Task prompt
Transcribe only the lines of the listing below from the one holding "Target: chair backrest" through the one holding "Locate the mask", inclusive, without any change.

*** Opening of Dataset ***

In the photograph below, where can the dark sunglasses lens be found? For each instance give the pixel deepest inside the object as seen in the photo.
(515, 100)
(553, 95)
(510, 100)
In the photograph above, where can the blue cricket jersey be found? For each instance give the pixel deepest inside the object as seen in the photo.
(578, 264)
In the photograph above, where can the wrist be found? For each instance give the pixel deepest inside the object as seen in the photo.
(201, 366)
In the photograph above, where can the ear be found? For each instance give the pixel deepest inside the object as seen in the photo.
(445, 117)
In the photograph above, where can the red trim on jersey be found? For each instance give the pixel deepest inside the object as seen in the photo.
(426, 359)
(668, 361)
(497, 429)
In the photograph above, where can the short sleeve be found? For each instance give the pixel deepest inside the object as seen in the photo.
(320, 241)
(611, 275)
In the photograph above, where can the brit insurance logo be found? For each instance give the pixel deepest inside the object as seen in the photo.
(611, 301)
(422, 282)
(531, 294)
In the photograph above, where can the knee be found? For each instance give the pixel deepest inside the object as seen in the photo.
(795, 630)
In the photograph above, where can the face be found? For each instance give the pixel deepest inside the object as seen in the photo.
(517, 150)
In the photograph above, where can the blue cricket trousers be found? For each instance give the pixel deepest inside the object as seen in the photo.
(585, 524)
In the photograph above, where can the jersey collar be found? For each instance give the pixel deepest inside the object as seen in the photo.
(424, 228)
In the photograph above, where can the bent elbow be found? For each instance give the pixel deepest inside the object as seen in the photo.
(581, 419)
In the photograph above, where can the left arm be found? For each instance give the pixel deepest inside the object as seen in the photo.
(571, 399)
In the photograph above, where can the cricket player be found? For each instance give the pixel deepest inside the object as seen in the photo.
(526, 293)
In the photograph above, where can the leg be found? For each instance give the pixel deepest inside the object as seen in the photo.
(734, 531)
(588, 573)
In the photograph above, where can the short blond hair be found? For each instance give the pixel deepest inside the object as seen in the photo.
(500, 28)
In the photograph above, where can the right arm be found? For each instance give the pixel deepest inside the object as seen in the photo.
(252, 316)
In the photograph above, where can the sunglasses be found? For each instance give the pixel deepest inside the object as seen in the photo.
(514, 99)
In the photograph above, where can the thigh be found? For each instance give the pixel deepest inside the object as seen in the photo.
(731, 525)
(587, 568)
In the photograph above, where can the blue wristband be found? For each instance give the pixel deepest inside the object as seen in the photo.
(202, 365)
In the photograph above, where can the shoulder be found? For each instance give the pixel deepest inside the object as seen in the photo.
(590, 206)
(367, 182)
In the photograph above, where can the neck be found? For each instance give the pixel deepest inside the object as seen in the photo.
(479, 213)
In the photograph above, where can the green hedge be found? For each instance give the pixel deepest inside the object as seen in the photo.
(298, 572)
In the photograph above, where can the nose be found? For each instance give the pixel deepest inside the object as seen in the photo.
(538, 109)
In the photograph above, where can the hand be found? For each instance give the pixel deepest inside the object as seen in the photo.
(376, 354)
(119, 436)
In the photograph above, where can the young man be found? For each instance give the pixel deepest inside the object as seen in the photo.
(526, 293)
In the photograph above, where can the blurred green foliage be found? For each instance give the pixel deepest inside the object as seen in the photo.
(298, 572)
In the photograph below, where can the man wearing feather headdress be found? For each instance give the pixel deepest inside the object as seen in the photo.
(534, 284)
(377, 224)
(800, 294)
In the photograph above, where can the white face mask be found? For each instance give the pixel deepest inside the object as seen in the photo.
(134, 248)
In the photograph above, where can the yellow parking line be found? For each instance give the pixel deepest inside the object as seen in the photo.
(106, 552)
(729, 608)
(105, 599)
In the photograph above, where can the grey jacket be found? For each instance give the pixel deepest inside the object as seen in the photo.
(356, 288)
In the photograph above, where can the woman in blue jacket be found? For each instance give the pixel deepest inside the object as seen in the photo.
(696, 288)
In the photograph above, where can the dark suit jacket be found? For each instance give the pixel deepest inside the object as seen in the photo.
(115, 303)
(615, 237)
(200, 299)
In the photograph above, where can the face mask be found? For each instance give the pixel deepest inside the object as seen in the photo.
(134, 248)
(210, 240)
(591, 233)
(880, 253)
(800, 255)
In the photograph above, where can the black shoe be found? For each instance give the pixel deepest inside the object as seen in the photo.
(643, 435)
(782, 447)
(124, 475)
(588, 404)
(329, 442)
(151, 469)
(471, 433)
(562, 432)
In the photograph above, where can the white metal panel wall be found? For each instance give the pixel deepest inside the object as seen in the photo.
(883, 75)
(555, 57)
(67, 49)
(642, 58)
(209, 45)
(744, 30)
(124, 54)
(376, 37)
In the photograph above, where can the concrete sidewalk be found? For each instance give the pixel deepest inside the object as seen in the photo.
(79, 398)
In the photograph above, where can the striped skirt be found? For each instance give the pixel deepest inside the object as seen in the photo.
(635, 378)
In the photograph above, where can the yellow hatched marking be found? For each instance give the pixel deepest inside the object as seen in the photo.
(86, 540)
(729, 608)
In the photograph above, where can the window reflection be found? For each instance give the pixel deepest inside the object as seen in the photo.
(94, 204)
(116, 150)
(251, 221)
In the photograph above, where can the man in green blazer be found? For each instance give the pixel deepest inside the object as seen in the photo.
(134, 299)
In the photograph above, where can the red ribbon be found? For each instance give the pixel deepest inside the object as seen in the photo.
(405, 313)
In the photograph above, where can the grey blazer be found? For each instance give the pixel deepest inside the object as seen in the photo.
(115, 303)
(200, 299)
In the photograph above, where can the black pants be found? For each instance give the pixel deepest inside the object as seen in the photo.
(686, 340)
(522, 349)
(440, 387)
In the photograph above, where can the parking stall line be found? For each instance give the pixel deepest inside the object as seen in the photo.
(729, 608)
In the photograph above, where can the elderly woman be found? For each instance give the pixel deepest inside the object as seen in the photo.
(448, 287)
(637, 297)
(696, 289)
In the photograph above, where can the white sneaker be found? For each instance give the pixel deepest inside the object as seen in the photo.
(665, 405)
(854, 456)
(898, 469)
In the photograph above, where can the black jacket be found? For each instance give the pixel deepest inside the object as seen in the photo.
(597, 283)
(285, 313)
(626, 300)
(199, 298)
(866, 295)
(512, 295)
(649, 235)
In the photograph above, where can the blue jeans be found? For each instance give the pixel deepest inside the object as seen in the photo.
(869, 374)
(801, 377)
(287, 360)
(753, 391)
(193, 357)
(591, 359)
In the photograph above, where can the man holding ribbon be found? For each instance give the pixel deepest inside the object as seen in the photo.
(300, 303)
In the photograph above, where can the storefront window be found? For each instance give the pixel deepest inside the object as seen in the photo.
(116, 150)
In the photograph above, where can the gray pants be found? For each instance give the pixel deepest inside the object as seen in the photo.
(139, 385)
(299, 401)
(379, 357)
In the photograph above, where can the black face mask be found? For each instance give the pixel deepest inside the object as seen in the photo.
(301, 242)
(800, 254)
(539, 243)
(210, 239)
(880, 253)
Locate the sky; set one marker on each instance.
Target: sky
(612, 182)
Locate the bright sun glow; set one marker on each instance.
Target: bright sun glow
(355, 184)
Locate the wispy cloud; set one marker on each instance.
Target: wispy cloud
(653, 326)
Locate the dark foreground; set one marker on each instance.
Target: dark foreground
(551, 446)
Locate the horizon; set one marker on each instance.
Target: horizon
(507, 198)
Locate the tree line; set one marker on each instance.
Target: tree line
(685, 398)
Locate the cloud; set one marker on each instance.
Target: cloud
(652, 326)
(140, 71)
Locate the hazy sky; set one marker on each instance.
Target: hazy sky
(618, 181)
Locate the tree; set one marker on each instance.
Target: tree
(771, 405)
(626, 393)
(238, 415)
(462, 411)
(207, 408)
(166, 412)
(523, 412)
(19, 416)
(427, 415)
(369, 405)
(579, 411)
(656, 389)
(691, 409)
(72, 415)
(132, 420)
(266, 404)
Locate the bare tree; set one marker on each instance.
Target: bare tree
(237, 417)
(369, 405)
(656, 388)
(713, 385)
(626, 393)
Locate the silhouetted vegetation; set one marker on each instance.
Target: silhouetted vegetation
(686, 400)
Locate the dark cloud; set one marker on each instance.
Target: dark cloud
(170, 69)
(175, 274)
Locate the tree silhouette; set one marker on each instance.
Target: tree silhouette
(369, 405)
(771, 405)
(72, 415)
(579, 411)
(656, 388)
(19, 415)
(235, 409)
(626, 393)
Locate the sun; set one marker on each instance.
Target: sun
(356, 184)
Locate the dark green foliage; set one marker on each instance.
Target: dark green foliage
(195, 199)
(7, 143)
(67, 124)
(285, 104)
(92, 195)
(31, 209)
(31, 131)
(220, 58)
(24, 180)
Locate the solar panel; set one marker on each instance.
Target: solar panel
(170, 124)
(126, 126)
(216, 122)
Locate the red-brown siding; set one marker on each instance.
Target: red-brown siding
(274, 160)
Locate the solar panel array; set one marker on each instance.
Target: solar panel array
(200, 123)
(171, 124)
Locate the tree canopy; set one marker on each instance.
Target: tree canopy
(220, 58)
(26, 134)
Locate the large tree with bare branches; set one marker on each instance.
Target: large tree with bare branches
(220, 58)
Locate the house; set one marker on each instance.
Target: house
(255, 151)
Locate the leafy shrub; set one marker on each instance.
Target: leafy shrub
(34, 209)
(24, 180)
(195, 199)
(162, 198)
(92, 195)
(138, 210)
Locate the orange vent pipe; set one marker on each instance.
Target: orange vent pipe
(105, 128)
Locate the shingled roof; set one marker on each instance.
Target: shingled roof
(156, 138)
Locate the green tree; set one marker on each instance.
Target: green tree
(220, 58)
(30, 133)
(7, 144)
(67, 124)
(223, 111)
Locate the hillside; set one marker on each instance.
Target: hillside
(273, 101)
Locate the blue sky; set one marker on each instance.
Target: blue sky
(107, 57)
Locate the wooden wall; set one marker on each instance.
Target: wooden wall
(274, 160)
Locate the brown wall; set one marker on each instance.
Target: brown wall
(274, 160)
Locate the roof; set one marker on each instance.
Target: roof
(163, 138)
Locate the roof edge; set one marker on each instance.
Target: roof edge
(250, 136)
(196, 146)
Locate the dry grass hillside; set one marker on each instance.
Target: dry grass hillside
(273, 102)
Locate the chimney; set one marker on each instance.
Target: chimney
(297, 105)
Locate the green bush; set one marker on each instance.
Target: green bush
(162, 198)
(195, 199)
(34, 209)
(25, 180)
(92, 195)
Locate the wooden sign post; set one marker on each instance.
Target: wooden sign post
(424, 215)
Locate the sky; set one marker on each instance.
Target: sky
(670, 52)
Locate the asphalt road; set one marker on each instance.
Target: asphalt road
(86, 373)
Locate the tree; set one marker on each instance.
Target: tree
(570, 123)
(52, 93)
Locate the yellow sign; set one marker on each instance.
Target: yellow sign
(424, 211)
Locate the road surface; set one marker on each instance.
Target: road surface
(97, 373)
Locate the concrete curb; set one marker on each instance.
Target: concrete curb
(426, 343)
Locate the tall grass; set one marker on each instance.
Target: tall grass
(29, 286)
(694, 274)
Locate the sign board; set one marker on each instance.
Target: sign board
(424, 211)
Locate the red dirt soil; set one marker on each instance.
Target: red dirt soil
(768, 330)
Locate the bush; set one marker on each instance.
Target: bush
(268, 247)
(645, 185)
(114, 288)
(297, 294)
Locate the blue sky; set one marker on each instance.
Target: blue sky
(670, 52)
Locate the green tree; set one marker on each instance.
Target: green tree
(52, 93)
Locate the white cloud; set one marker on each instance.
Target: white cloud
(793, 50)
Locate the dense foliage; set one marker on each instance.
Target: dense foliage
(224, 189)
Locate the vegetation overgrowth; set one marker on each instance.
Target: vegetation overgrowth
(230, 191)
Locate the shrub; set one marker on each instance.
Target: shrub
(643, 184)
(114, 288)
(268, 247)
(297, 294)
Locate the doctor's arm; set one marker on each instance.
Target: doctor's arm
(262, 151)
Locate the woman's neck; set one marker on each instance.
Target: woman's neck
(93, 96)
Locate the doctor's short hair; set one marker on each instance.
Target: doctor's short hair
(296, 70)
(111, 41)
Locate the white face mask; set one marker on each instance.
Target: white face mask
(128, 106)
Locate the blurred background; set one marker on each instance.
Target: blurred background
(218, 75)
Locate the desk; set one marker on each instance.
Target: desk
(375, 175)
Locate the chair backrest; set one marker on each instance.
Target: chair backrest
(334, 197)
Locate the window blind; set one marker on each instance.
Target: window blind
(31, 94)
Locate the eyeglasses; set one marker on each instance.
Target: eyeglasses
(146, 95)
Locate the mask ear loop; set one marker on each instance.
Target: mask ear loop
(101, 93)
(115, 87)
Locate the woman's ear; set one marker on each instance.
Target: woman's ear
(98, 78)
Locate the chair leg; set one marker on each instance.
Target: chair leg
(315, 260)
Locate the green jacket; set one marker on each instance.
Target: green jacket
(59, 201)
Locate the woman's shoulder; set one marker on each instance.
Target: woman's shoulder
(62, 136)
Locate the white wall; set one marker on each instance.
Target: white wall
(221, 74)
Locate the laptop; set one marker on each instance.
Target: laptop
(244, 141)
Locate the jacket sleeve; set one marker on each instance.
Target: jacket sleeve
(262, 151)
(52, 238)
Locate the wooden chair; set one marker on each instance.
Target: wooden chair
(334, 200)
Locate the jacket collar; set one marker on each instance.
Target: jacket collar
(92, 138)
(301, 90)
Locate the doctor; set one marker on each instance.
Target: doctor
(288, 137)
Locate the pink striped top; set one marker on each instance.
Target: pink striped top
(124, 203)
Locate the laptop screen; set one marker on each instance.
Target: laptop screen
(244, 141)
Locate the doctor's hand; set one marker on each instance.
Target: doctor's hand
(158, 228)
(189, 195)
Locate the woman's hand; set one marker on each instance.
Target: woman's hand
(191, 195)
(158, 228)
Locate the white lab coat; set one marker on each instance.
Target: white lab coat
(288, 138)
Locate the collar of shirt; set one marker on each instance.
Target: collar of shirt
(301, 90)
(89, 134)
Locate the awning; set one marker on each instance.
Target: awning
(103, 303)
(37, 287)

*** Close of Dataset ***

Task result
Target: chair backrest
(334, 197)
Locate the window blind; set one marker on each instance.
Target: window blind
(31, 94)
Locate the eyeglasses; set one marker on each instance.
Target: eyeglasses
(146, 95)
Locate the mask ear loop; set one marker on each instance.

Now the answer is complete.